Gekozen fragment –
● ● ● ● ●

Jan Willem Duyvendak: ‘Dat is niet bij alle afdelingen even veel gebeurd. Ik wil op persoonlijke titel wel zeggen dat ik het jammer vind dat studenten in een aantal steden niet die brede oriëntatie meekrijgen. Ik vind de historische richtingenstrijd tussen kwalitatief en kwantitatief onderzoek eerlijk gezegd een achterhoedegevecht. In Amsterdam zie je dat dat onderscheid wegvalt. Het big data-onderzoek wordt gedaan door mensen die voorheen als kwalitatief werden beschouwd.’

Is er genoeg thematische diversiteit binnen de sociologie?

Jan Willem Duyvendak: ‘Sommige klemmende maatschappelijke vraagstukken worden heel goed door sociologen opgepakt, zoals migratie en integratie. Maar ik ben wel wat verontrust door de relatief kleine aandacht voor de grote veranderingen in de verzorgingsstaat. Onze voorgangers waren daar veel meer mee bezig.’

Godfried Engbersen: ‘Iedere generatie heeft z’n eigen onderwerpen. Maar de grote vragen rond ongelijkheid, cohesie en identiteit zijn nog steeds actueel. Dat is de kracht van de sociologie. We hebben geen beroepsveld zoals de pedagogiek of de psychologie. Wij moeten het hebben van onze maatschappelijke verbeelding: wat zijn de nieuwe, grote publieke kwesties? En hoe moeten we die waarnemen en duiden. Daaraan bestaat nog steeds een grote behoefte. Dat zouden we beter kunnen etaleren.’

Wat zijn die grote kwesties?

● ● ● ● ●

Verplichte opdracht – Schrijf uit het gesprek over de sociologie woordelijk het stuk over van "Godfried Engbersen: ‘Iedere" tot en met "die grote kwesties?".

Verzamelde gegevens –
● ● ● ● ●

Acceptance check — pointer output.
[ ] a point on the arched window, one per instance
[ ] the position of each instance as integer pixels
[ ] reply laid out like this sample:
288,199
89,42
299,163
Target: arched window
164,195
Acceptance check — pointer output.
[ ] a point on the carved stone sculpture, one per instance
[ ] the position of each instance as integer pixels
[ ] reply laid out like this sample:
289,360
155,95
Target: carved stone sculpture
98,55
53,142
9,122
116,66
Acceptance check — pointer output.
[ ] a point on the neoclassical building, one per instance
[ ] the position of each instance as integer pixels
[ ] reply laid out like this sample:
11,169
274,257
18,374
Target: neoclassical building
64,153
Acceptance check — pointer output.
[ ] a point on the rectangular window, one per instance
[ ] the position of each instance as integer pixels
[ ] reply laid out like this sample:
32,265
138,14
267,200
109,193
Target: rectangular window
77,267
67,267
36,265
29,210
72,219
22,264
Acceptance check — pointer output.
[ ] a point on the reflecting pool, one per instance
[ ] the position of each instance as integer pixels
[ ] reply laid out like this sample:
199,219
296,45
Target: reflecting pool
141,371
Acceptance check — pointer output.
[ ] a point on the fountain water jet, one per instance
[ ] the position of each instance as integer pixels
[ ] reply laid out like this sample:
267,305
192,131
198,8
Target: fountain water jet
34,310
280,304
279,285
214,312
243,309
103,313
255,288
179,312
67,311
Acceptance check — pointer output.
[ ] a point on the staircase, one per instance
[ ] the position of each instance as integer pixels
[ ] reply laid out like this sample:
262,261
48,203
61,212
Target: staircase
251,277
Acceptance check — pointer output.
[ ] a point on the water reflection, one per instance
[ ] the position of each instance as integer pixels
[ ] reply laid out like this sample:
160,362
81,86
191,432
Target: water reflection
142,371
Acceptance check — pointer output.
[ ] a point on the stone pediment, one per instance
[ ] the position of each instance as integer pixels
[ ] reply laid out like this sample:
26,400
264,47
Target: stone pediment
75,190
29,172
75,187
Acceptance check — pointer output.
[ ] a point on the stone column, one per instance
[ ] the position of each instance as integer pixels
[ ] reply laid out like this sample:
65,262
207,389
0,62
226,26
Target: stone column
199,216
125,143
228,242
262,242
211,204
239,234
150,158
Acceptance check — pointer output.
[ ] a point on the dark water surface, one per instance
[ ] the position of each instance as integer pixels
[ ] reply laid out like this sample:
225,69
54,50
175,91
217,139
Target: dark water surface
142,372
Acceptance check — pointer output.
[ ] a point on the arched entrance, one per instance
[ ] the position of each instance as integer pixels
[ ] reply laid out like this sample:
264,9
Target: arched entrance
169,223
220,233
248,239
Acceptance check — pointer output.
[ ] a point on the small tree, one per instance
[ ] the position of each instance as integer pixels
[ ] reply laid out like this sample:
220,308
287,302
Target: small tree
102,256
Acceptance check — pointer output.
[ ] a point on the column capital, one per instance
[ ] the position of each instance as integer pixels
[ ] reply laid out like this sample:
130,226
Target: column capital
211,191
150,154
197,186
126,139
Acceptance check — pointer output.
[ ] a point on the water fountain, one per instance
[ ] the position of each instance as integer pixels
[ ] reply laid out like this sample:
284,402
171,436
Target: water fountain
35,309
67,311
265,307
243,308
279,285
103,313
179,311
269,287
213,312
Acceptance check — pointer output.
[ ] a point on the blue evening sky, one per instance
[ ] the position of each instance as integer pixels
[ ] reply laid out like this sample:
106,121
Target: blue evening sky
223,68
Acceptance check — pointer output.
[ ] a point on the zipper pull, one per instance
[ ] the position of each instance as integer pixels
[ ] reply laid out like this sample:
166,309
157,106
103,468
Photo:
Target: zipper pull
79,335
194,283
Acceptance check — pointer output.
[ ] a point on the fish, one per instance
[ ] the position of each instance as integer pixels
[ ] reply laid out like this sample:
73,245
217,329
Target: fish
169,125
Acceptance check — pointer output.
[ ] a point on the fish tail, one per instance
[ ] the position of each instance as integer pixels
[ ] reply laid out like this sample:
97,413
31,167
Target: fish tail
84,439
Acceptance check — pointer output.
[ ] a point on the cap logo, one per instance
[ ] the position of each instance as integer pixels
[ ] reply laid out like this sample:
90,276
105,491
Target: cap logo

● ● ● ● ●

Juist antwoord –
Godfried Engbersen: ‘Iedere generatie heeft z’n eigen onderwerpen. Maar de grote vragen rond ongelijkheid, cohesie en identiteit zijn nog steeds actueel. Dat is de kracht van de sociologie. We hebben geen beroepsveld zoals de pedagogiek of de psychologie. Wij moeten het hebben van onze maatschappelijke verbeelding: wat zijn de nieuwe, grote publieke kwesties? En hoe moeten we die waarnemen en duiden. Daaraan bestaat nog steeds een grote behoefte. Dat zouden we beter kunnen etaleren.’

Wat zijn die grote kwesties?